[Collection entries]
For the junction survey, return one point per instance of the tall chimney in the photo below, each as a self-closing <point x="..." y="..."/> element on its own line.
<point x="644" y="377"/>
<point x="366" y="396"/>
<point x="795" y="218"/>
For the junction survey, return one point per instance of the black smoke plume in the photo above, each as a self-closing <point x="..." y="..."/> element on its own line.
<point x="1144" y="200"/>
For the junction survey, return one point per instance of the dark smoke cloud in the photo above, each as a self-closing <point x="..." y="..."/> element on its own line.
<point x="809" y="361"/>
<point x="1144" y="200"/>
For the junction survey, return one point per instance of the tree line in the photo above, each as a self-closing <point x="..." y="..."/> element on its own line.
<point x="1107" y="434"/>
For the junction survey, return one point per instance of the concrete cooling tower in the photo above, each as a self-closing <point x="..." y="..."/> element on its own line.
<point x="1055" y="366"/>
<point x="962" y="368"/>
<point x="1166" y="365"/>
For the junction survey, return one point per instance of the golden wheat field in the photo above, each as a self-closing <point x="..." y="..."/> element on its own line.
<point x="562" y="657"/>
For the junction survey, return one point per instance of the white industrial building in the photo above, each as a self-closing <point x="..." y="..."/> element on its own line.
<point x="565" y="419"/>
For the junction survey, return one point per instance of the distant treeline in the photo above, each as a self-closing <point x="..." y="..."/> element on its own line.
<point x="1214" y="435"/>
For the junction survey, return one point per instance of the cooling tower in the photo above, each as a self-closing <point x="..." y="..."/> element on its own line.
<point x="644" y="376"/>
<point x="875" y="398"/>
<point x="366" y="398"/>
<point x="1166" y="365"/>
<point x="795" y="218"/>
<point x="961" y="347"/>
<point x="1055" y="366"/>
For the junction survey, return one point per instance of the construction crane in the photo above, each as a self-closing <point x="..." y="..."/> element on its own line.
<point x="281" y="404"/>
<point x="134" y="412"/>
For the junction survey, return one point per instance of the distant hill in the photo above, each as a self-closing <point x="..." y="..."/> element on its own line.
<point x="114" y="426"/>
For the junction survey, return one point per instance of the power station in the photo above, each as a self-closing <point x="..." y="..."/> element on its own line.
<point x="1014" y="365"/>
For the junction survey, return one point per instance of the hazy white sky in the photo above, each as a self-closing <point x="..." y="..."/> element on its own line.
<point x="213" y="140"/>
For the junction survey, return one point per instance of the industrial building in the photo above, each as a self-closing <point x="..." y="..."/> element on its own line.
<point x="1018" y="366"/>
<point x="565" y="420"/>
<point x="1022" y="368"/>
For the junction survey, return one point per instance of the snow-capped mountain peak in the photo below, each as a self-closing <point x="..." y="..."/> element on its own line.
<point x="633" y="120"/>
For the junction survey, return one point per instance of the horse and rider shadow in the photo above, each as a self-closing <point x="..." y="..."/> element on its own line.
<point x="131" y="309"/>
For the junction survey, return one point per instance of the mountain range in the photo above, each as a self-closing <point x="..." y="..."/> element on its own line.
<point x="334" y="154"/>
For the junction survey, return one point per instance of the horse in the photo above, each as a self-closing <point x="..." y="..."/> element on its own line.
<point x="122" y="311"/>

# [JOB]
Reproduce every line of the data above without any change.

# [ANSWER]
For the junction survey, return one point per instance of the tall chimney in the photo below, each as a self-closing <point x="..." y="..."/> element on its own line.
<point x="644" y="377"/>
<point x="366" y="396"/>
<point x="795" y="218"/>
For the junction survey, return one point per instance of the black smoke plume in the photo above, each as a self-closing <point x="..." y="..."/> element on its own line.
<point x="1144" y="200"/>
For the junction survey, return one point per instance of the dark smoke cloud in the photo above, each as a self-closing <point x="..." y="..."/> element on its own line.
<point x="809" y="361"/>
<point x="1144" y="200"/>
For the junction survey, return one point per instance of the tree line in the photo above, each as a self-closing <point x="..." y="..."/> element on its own line.
<point x="1107" y="434"/>
For the junction survey, return one point per instance of the concrete cooling tower in the photo above, each as a self-closing <point x="..." y="..."/> element on its own line.
<point x="1055" y="366"/>
<point x="962" y="368"/>
<point x="1166" y="365"/>
For the junction survey, return one point per instance of the golden wheat field in the photo above, each as a self-closing <point x="..." y="..."/> element on its own line.
<point x="562" y="657"/>
For the junction survey, return one point per instance of the white industrial building in the photo above, each as a self-closing <point x="..." y="..."/> element on its own line.
<point x="565" y="419"/>
For the junction survey, return one point per instance of the distant treeline in the photo above, each as a self-closing <point x="..." y="..."/> element on its own line.
<point x="1214" y="435"/>
For the junction survey, return one point per instance of the cooling tower in the photo above, each as a self-closing <point x="..." y="..."/> element on its own line.
<point x="644" y="376"/>
<point x="875" y="398"/>
<point x="366" y="398"/>
<point x="1166" y="365"/>
<point x="795" y="218"/>
<point x="961" y="347"/>
<point x="1055" y="366"/>
For the junction survey, return one point per instance of the construction crane in the photo above, each as a self-closing <point x="..." y="..."/> element on its own line.
<point x="281" y="404"/>
<point x="134" y="412"/>
For the junction survey, return one point per instance of the distant hill in the photo above, each as a self-closing <point x="..." y="..."/> element on its own line.
<point x="114" y="426"/>
For the junction survey, return one point per instance of the power station in the photo above, each as a self-closing <point x="..." y="..."/> element on its own line.
<point x="1014" y="365"/>
For the junction survey, return one point per instance of the hazy white sky in the photo above, each as a self-closing <point x="..." y="..."/> element on its own line.
<point x="213" y="140"/>
For the junction survey, return one point per instance of the industrial building in the photo above, each as a self-closing <point x="..." y="..."/> element on its own line.
<point x="1018" y="366"/>
<point x="565" y="420"/>
<point x="1022" y="368"/>
For the junction survey, return one point per instance of the snow-capped mountain peak in the photo below, each as a self-closing <point x="..." y="..."/> element on its own line.
<point x="633" y="120"/>
For the junction survey, return one point per instance of the horse and rider shadow in the photo above, each as a self-closing <point x="..." y="..."/> element on its own line.
<point x="131" y="309"/>
For the junction survey, return one point per instance of the mountain range in the photo above, each as a self-closing <point x="..." y="..."/> element on its own line.
<point x="334" y="154"/>
For the junction survey, return one point per instance of the horse in the photo above, each as a self-closing <point x="..." y="..."/> element on its own line.
<point x="122" y="311"/>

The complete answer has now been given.